--- Exercise ---
Print, in exact form, the lines below from the one containing "Could you point out the beige cushion" through the one containing "Could you point out the woman lying", and omit all others.

--- Dataset excerpts ---
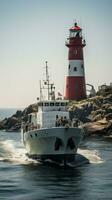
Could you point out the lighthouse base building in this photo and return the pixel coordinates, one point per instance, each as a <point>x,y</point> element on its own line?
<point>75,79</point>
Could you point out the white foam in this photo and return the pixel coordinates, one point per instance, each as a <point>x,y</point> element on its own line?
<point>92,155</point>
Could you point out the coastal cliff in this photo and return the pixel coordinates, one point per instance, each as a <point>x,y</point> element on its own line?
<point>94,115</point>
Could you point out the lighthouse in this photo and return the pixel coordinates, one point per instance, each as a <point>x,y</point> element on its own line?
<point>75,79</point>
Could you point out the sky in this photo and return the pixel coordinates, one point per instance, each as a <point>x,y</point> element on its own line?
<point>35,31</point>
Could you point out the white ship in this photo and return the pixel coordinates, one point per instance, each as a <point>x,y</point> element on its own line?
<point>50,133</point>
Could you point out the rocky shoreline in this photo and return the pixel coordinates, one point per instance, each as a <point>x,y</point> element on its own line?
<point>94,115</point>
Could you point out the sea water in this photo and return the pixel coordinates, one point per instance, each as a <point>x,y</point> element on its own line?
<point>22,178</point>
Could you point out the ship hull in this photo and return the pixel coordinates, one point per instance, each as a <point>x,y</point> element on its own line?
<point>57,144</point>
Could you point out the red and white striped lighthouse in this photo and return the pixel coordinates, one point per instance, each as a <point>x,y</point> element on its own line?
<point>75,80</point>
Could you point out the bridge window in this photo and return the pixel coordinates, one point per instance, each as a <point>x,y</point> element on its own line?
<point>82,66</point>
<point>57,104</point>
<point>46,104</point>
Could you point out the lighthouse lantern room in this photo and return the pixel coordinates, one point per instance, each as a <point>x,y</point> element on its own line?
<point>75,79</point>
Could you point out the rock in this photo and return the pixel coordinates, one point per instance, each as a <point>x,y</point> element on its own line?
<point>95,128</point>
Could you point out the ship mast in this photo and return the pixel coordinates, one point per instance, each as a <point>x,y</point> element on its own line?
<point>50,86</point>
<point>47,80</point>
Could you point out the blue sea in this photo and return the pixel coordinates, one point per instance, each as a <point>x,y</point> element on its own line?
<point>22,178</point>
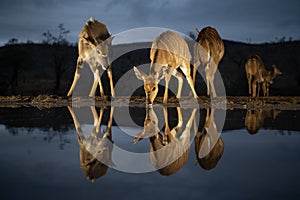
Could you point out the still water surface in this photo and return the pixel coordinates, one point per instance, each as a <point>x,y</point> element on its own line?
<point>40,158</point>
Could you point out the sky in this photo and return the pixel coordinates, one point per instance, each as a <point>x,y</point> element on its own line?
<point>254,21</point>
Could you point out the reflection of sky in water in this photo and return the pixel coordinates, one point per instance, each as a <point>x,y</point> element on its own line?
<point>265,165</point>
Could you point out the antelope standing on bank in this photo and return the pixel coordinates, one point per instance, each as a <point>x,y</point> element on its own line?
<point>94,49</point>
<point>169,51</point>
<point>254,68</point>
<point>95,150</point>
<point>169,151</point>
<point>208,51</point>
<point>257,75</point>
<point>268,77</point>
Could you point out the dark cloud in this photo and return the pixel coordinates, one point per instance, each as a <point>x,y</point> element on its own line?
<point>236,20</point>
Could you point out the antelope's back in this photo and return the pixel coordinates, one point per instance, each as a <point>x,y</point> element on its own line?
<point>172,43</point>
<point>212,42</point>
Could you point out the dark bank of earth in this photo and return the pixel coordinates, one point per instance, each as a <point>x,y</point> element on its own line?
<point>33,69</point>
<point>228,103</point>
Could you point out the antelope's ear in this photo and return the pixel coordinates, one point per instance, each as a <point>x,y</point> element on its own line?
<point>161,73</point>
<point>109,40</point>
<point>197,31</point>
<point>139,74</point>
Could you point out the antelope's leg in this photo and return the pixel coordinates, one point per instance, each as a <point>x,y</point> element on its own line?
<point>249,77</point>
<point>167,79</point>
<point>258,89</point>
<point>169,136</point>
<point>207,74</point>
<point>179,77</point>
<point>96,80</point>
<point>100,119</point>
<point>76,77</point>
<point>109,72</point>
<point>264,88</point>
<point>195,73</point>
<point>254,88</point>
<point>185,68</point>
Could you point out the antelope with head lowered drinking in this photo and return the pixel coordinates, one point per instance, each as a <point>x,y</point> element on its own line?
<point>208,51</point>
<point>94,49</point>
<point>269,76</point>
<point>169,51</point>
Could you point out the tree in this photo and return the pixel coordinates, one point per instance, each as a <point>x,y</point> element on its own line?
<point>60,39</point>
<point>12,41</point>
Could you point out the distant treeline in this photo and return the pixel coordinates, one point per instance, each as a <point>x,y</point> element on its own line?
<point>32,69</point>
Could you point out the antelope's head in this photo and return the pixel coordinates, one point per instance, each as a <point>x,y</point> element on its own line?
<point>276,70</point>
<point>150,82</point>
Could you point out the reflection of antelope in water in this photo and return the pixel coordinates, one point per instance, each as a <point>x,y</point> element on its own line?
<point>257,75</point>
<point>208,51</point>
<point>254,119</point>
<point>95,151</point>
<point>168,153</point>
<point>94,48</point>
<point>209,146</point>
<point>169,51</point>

* * *

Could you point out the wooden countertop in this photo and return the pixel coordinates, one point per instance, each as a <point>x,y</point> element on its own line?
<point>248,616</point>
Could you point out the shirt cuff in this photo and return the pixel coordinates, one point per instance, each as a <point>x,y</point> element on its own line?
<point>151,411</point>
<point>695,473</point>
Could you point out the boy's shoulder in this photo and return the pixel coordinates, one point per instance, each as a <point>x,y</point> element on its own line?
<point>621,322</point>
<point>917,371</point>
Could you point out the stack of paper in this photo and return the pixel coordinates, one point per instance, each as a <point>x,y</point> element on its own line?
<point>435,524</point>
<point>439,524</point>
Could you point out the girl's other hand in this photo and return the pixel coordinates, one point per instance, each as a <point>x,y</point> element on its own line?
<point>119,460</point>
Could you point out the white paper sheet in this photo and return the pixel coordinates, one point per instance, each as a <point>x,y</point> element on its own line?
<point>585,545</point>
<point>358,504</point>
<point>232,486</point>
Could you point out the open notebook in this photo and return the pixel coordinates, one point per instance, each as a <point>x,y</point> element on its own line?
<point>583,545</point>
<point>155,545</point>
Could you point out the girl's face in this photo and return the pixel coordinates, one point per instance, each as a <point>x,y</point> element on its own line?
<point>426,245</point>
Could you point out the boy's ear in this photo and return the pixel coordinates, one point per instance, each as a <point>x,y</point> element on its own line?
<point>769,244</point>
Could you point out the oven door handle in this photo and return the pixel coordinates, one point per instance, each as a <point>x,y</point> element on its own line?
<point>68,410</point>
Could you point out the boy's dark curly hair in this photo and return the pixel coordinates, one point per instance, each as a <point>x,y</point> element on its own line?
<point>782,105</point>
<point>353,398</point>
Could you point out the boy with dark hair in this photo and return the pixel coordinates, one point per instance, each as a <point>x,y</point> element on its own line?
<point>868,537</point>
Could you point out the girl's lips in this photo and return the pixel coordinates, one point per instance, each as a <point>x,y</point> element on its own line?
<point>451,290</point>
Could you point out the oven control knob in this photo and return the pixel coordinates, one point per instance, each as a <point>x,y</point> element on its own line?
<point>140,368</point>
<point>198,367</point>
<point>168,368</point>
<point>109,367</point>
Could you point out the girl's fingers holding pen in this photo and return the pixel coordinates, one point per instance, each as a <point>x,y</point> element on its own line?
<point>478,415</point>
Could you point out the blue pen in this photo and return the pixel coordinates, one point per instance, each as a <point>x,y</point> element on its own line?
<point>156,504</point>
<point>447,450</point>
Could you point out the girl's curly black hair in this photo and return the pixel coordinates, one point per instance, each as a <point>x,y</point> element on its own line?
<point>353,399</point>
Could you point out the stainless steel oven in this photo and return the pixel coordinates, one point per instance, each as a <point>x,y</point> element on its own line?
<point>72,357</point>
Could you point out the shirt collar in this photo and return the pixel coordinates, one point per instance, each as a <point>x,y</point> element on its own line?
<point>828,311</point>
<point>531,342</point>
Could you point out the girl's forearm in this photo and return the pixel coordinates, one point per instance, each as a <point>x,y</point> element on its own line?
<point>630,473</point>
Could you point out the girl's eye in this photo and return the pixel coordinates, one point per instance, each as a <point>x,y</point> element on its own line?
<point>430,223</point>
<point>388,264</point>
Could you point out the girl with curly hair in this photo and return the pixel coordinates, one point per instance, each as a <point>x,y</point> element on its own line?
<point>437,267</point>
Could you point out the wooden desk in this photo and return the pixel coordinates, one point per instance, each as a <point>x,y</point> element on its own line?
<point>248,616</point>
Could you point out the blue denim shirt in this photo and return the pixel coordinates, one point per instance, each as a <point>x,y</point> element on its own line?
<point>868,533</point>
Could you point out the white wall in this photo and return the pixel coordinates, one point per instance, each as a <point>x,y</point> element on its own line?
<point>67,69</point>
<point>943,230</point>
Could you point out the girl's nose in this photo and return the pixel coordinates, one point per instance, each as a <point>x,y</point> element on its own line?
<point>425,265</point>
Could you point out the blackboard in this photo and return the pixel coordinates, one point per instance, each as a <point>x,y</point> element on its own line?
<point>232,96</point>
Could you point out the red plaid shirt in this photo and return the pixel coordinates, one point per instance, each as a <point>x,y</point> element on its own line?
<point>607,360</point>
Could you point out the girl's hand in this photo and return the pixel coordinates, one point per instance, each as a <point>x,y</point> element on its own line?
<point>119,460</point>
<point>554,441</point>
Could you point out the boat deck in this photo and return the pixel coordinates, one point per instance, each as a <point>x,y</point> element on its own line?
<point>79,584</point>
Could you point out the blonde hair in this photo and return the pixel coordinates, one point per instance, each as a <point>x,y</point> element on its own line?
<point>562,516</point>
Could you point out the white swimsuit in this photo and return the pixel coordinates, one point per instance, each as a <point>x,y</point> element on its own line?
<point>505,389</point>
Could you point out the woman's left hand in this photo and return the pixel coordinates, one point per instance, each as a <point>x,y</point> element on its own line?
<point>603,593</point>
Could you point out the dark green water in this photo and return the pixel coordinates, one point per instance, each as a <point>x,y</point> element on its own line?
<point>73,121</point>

...

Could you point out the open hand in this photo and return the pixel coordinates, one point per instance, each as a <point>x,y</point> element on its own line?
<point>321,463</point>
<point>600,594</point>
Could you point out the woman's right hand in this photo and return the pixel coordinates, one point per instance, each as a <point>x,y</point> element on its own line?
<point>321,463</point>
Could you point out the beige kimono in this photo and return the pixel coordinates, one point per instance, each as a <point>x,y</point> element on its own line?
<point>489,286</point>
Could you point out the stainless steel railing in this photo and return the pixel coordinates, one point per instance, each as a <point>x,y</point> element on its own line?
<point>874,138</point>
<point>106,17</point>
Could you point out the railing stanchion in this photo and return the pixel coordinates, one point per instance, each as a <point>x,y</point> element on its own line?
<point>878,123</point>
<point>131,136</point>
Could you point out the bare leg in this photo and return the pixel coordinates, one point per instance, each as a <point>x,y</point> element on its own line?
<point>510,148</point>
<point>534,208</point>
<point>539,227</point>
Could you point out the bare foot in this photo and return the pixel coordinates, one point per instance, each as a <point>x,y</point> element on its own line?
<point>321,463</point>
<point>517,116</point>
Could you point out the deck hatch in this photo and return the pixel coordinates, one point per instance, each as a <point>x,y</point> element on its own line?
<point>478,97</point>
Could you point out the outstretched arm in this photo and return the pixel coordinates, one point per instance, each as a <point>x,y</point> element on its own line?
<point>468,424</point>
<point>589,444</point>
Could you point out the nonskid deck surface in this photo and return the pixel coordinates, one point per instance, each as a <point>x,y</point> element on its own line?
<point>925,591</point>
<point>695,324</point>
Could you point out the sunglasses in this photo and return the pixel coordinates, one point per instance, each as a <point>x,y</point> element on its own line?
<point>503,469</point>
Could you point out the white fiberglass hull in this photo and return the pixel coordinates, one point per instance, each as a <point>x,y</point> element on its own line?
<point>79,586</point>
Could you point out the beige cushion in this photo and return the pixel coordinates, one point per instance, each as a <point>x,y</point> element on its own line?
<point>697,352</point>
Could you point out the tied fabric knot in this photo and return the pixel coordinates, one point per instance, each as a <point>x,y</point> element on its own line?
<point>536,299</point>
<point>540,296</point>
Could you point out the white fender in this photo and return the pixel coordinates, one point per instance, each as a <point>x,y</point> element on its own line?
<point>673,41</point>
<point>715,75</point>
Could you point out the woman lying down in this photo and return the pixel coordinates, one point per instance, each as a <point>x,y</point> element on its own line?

--- Solution to this problem ---
Could you point out the beige cushion in this photo and return the pixel coordinates, one point per instance, each as a <point>x,y</point> element on its own line?
<point>697,352</point>
Could you point out the tied fabric knot in this photo and return the pixel coordinates, one point per instance, each as a <point>x,y</point> element on its own line?
<point>536,299</point>
<point>540,296</point>
Could you point out the white fender in this photo and return the pixel coordinates, one point per instance, each as a <point>x,y</point> element on its own line?
<point>673,41</point>
<point>715,75</point>
Could you point out the woman lying down in this photo and return the pixel coordinates, one point per instance, each as a <point>x,y</point> element on its own line?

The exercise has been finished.